Task to carry out: Continue the passage on groundwater potential mapping in Thailand's Nan basin, starting after its final sentence.

Text extract:
Due to the high concentration of wells in the urbanized zone of the mountainous region of Nan province, Thailand, there are few unexplored areas in this region. The limited availability of direct information from a small number of groundwater wells within a localized area is a substantial obstacle to comprehending the local groundwater system. Most of the information regarding groundwater potential in this region is still to be acquired. The objective of this study is to evaluate the potential of groundwater in the Nan basin by utilizing GIS and RS techniques and applying the AHP and FR approaches. The use of GIS and RS tools enables a thorough comprehension of the hydrogeomorphological features that are pertinent to the groundwater potential in the area under investigation. In addition, the groundwater potential maps produced using the AHP and FR methodologies are verified by comparing them to groundwater level data collected from field investigations. These results provide a model for evaluating groundwater potential in areas lacking sufficient groundwater well data, especially mountainous regions. Moreover, the delineation of groundwater potential areas can facilitate strategic planning for the effective management and usage of this valuable resource.

Record extracts:
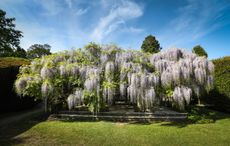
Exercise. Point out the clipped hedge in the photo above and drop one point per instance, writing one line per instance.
(220, 95)
(9, 67)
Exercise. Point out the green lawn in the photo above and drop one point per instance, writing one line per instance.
(214, 130)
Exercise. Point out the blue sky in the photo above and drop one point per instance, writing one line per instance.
(66, 24)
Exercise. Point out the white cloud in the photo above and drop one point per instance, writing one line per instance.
(51, 7)
(118, 15)
(194, 21)
(82, 11)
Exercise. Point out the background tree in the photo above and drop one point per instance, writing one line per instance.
(199, 51)
(38, 50)
(151, 45)
(9, 37)
(20, 53)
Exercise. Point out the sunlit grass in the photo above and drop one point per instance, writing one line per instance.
(34, 132)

Final result:
2. Materials and methods

2.1. Study area

depicts the location of the Nan Basin, which is positioned in the mountainous terrain of central Nan Province in northern Thailand. The basin has a total area of 3,327.13 square kilometers. The study area encompasses eight districts: Wiang Sa, Mae Charim, Phu Phiang, Mueang Nan, Santi Suk, Bo Kluea, Pua, and Tha Wang Pha. Elevations within the region vary from 143 to 1,885 meters above sea level, with north-south-oriented mountain ranges in the east and west. The Nan River flows through the research area. The southwest and northeast monsoons have an impact on the tropical climate that this region experiences, which is marked by hot summers and cold winters. Temperature decreases from October to February during the winter months, with an average temperature of 25.9 $^\circ$ C. The basin has an average annual precipitation of approximately 1,456 mm. Notably, the study area features numerous geological fractures, including cracks, faults, and joints, stemming from active faults ^[35]. As per data from the Department of Groundwater Resources of Thailand ^[36], groundwater potential assessments have primarily focused on areas with existing groundwater wells, mainly in urban zones, as depicted in Figure 2. The mountainous regions outside residential areas, where groundwater wells are lacking, have been categorized as low potential zones, with high levels of uncertainty.

Figure 1. Map of the study area, Nan Basin, Nan, Thailand.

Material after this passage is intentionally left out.